** What you will do **
Please pull out every line in the records below that contains the string "json", and copy each of those lines in full.

** Data **

--------------------

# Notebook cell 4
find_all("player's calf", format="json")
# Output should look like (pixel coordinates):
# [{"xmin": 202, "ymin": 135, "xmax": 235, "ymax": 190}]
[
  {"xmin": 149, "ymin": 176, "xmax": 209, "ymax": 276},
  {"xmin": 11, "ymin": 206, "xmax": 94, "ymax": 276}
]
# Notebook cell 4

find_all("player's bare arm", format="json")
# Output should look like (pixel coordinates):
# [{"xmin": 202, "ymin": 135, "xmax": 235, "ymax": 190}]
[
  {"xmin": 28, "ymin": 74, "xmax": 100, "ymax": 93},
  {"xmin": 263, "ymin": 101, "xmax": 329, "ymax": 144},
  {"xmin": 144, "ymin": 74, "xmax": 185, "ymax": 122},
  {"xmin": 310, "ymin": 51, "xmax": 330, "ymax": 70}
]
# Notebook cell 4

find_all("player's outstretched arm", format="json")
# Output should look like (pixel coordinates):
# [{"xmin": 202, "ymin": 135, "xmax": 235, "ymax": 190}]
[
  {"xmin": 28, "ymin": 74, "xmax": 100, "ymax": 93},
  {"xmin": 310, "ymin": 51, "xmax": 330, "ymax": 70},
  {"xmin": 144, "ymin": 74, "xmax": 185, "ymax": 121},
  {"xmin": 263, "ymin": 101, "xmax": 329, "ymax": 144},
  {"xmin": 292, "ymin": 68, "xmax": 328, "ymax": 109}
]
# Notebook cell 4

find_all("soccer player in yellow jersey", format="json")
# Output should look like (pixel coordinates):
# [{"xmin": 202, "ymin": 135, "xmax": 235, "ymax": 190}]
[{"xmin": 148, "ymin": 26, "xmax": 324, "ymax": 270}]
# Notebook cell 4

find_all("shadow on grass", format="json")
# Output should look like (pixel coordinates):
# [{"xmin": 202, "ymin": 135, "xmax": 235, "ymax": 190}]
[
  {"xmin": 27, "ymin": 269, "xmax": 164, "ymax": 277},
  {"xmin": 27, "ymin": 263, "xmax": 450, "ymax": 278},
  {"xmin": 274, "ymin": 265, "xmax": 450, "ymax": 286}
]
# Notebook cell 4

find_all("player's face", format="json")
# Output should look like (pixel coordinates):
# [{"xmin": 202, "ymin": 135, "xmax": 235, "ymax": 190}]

--------------------

** Final result **
find_all("player's calf", format="json")
find_all("player's bare arm", format="json")
find_all("player's outstretched arm", format="json")
find_all("soccer player in yellow jersey", format="json")
find_all("shadow on grass", format="json")
find_all("player's face", format="json")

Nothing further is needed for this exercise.